* START *
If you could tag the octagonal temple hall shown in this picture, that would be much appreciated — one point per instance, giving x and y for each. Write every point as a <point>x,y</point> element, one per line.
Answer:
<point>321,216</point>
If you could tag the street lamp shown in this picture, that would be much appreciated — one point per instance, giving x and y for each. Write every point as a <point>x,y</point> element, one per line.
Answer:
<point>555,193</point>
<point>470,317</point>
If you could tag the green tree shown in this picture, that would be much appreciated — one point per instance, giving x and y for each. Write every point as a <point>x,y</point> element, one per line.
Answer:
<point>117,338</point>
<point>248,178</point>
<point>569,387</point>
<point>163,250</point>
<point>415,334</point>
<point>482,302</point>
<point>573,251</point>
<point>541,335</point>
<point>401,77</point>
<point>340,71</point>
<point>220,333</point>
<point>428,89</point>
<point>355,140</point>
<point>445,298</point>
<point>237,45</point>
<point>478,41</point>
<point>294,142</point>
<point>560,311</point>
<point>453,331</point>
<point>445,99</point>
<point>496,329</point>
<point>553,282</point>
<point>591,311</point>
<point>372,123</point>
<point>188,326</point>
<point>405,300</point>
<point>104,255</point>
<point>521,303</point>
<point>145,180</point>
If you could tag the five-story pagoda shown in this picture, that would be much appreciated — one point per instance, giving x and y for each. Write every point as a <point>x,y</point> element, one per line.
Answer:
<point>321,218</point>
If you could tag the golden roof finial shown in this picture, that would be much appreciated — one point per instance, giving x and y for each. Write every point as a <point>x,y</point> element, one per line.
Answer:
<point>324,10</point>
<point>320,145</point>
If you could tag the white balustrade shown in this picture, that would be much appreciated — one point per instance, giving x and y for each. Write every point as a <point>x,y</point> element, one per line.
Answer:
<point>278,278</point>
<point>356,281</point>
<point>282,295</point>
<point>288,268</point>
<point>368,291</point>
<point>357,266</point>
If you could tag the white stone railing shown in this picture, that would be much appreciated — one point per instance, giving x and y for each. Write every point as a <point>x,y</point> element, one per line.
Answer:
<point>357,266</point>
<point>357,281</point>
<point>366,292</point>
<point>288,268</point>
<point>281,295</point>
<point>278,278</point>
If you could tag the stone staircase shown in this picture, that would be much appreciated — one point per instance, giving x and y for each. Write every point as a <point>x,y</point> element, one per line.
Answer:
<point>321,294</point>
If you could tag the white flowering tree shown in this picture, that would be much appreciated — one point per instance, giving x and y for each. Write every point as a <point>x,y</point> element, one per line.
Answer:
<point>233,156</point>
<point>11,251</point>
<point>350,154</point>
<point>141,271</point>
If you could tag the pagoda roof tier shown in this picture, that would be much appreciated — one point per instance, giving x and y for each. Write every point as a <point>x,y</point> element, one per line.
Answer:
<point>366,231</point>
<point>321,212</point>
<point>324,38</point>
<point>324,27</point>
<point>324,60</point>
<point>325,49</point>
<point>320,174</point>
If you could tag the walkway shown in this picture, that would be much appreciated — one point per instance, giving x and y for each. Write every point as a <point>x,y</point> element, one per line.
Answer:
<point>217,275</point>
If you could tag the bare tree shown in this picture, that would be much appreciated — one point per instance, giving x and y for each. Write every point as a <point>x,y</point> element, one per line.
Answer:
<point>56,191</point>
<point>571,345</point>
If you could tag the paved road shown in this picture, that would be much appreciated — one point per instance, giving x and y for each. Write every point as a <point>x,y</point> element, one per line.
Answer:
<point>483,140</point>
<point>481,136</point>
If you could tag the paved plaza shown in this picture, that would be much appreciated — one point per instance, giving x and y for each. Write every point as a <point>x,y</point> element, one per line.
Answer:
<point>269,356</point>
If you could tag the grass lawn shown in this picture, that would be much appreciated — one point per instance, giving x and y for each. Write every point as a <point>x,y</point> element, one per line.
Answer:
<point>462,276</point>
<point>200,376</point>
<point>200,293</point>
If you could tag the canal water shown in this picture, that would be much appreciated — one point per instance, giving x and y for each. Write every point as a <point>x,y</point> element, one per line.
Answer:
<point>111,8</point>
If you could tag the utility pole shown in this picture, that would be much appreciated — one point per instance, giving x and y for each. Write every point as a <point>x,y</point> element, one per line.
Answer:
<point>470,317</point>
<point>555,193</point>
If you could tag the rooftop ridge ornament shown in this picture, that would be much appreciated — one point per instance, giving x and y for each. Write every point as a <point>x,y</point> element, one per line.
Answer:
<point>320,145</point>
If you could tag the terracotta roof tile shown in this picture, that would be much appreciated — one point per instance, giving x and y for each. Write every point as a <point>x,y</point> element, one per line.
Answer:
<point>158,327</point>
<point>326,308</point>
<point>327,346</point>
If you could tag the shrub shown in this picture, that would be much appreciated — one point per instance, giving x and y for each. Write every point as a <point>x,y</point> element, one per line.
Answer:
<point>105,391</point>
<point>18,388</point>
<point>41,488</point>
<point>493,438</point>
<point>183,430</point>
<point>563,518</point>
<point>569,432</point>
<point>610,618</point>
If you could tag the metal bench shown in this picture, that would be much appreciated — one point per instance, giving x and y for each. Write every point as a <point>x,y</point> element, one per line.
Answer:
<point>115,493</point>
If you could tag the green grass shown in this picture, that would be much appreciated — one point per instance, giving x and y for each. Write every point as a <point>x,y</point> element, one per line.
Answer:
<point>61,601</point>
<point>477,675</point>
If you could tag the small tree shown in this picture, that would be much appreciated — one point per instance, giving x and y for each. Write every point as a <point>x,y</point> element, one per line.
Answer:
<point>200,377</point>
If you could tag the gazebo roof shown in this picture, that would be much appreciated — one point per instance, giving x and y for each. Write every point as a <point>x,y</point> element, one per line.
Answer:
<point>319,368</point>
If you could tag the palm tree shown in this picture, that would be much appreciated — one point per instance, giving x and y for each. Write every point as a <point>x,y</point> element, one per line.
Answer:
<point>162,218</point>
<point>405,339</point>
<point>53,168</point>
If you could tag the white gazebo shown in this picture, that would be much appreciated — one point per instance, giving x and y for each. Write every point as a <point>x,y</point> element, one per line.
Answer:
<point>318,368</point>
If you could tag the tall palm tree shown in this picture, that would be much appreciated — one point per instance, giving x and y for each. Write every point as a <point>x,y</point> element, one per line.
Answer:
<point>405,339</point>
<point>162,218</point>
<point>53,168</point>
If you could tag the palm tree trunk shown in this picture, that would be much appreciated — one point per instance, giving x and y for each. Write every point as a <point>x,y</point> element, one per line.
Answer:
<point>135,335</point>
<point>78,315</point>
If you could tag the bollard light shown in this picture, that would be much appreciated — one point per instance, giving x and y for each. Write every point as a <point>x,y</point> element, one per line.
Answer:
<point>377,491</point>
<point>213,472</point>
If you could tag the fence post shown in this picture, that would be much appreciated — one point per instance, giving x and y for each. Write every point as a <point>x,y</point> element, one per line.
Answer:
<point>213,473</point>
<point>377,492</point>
* END *
▸ **Task to complete**: Present all of the data above as a numbered list, with any blank lines left out.

▸ **Result**:
1. If you could tag the octagonal temple hall shown in this picture, that would be much appreciated — one point per instance, giving x and y for each. Write every point as a <point>x,y</point> element, one per line.
2. Answer:
3. <point>321,216</point>
4. If you could tag the street lamp shown in this picture, that would be much appreciated — one point per instance, giving x and y for each. Write every point as a <point>x,y</point> element, one per line.
5. Answer:
6. <point>555,193</point>
7. <point>470,317</point>
8. If you could tag the green tree shown in this picture, that would be much appreciated — one point per instance, giving x and y for each. Write every point as a <point>x,y</point> element, one per line.
9. Answer:
10. <point>117,338</point>
11. <point>248,178</point>
12. <point>569,387</point>
13. <point>163,250</point>
14. <point>415,334</point>
15. <point>482,302</point>
16. <point>573,251</point>
17. <point>541,335</point>
18. <point>401,77</point>
19. <point>340,71</point>
20. <point>220,333</point>
21. <point>428,89</point>
22. <point>355,140</point>
23. <point>445,298</point>
24. <point>237,45</point>
25. <point>478,41</point>
26. <point>294,142</point>
27. <point>560,311</point>
28. <point>453,331</point>
29. <point>445,99</point>
30. <point>496,329</point>
31. <point>553,282</point>
32. <point>591,311</point>
33. <point>372,123</point>
34. <point>188,326</point>
35. <point>405,300</point>
36. <point>104,255</point>
37. <point>521,303</point>
38. <point>145,180</point>
39. If you could tag the five-story pagoda shown in this picture, that would be much appreciated — one point per instance, giving x and y for each. Write every point as a <point>x,y</point> element, one per line.
40. Answer:
41. <point>321,218</point>
42. If you could tag the golden roof finial shown in this picture, that would be much appreciated — one point per instance, giving x and y for each. Write every point as a <point>x,y</point> element, one per line.
43. Answer:
44. <point>324,10</point>
45. <point>320,145</point>
46. If you could tag the white balustrade shown in this picture, that would be much appreciated — one point per instance, giving x and y for each. Write every point as a <point>x,y</point> element, one per line.
47. Answer:
48. <point>278,278</point>
49. <point>356,281</point>
50. <point>282,295</point>
51. <point>288,268</point>
52. <point>368,291</point>
53. <point>357,266</point>
54. If you could tag the white stone railing shown in this picture, that would be much appreciated — one point per instance, giving x and y for each. Write every point as a <point>x,y</point> element, one per line.
55. Answer:
56. <point>357,266</point>
57. <point>357,281</point>
58. <point>366,292</point>
59. <point>288,268</point>
60. <point>281,295</point>
61. <point>278,278</point>
62. If you could tag the stone staircase shown in this picture, that would be much appreciated — one point per instance, giving x and y for each. Write every point as a <point>x,y</point> element, one per line.
63. Answer:
64. <point>321,294</point>
65. If you could tag the white flowering tree shown in this picture, that would be much appreciated — one point per instance, giving x and y for each. Write every point as a <point>x,y</point> element, one per line.
66. Answer:
67. <point>233,156</point>
68. <point>11,251</point>
69. <point>350,154</point>
70. <point>141,271</point>
71. If you could tag the pagoda roof tier shown in this picture, that would be much appreciated — one point per instance, giving x and y for each. Write every point as a <point>x,y</point> element, one per line.
72. Answer:
73. <point>366,231</point>
74. <point>321,212</point>
75. <point>324,38</point>
76. <point>324,27</point>
77. <point>324,60</point>
78. <point>325,49</point>
79. <point>320,174</point>
80. If you could tag the walkway shown in this picture, that would be much appreciated — one point per instance, giving x and y for each. Write every point as a <point>x,y</point> element, one per line.
81. Answer:
82. <point>217,275</point>
83. If you could tag the bare tree shown in this picture, that would be much appreciated — one point per instance, giving x and y for each. Write every point as a <point>x,y</point> element, one per line.
84. Answer:
85. <point>56,191</point>
86. <point>571,345</point>
87. If you could tag the paved road shown in this picture, that would be much appreciated — one point per instance, giving x and y for each. Write every point as a <point>x,y</point> element, one per line.
88. Answer:
89. <point>483,140</point>
90. <point>481,136</point>
91. If you could tag the paved plaza shown in this picture, that would be much appreciated — one point per instance, giving x and y for each. Write every point as a <point>x,y</point> element, one per line.
92. Answer:
93. <point>269,356</point>
94. If you could tag the grass lawn shown in this picture, that would be much appreciated — one point per instance, giving x and y for each. Write every point as a <point>x,y</point> element, one per line.
95. Answer:
96. <point>462,276</point>
97. <point>200,376</point>
98. <point>200,293</point>
99. If you could tag the canal water shown in this picture, that would be much appreciated — one point per instance, giving x and y for each. Write every point as a <point>x,y</point> element, one per line.
100. Answer:
101. <point>111,8</point>
102. If you could tag the utility pole shown in this picture, that would be much appreciated — one point per instance, giving x and y for each. Write every point as a <point>x,y</point> element, one per line.
103. Answer:
104. <point>470,317</point>
105. <point>555,193</point>
106. If you could tag the rooftop ridge ornament shown in this picture, that would be much appreciated — one point per instance, giving x and y for each. Write every point as a <point>x,y</point> element, one per line.
107. Answer:
108. <point>320,145</point>
109. If you could tag the terracotta roof tile shown in this picture, that would be much appreciated — one point per instance, giving x and y for each. Write every point as a <point>x,y</point> element, one per line.
110. Answer:
111. <point>158,327</point>
112. <point>326,308</point>
113. <point>327,346</point>
114. If you could tag the shrub shown in this picture, that would be much appreciated — one point per instance, giving x and y for each. Write every point as a <point>x,y</point> element, one per line.
115. Answer:
116. <point>105,391</point>
117. <point>18,388</point>
118. <point>41,488</point>
119. <point>493,438</point>
120. <point>183,430</point>
121. <point>563,518</point>
122. <point>569,432</point>
123. <point>610,618</point>
124. If you could tag the metal bench shown in this picture, that would be much appreciated — one point per instance, giving x and y for each. Write every point as a <point>x,y</point> element, one per line.
125. Answer:
126. <point>115,493</point>
127. If you could tag the green grass shown in this picture, that would be much appreciated — one point per instance, giving x and y for each. Write every point as a <point>x,y</point> element, one per line.
128. Answer:
129. <point>61,601</point>
130. <point>477,675</point>
131. If you could tag the small tree shown in this picture, that would be much appreciated — one point per instance, giving x and y for each. Write every point as a <point>x,y</point> element, one per line.
132. Answer:
133. <point>200,377</point>
134. If you could tag the gazebo roof shown in this picture, that would be much appreciated — one point per instance, giving x and y for each. Write every point as a <point>x,y</point> element, one per line.
135. Answer:
136. <point>319,368</point>
137. If you could tag the palm tree shown in this picture, that would be much appreciated — one point per instance, giving x and y for each. Write every point as a <point>x,y</point> element, one per line.
138. Answer:
139. <point>162,218</point>
140. <point>405,339</point>
141. <point>53,168</point>
142. If you could tag the white gazebo shown in this picture, that would be much appreciated — one point per instance, giving x and y for each. Write every point as a <point>x,y</point> element, one per line.
143. Answer:
144. <point>318,368</point>
145. If you could tag the tall palm tree shown in this picture, that would be much appreciated — one point per instance, giving x and y for each. Write every point as a <point>x,y</point> element, one per line.
146. Answer:
147. <point>405,339</point>
148. <point>162,218</point>
149. <point>53,168</point>
150. If you could tag the palm tree trunk shown in this picture, that would be much appreciated — one point per instance, giving x and y for each. Write every point as a <point>x,y</point> element, one per line.
151. Answer:
152. <point>135,335</point>
153. <point>78,315</point>
154. If you could tag the bollard light shown in this picture, that would be much appreciated — one point per instance, giving x and y for each. Write every point as a <point>x,y</point> element, one per line.
155. Answer:
156. <point>377,491</point>
157. <point>213,472</point>
158. If you could tag the fence post shown in this picture, that would be much appreciated — one point per instance, giving x and y for each. Write every point as a <point>x,y</point> element, one per line.
159. Answer:
160. <point>213,473</point>
161. <point>377,492</point>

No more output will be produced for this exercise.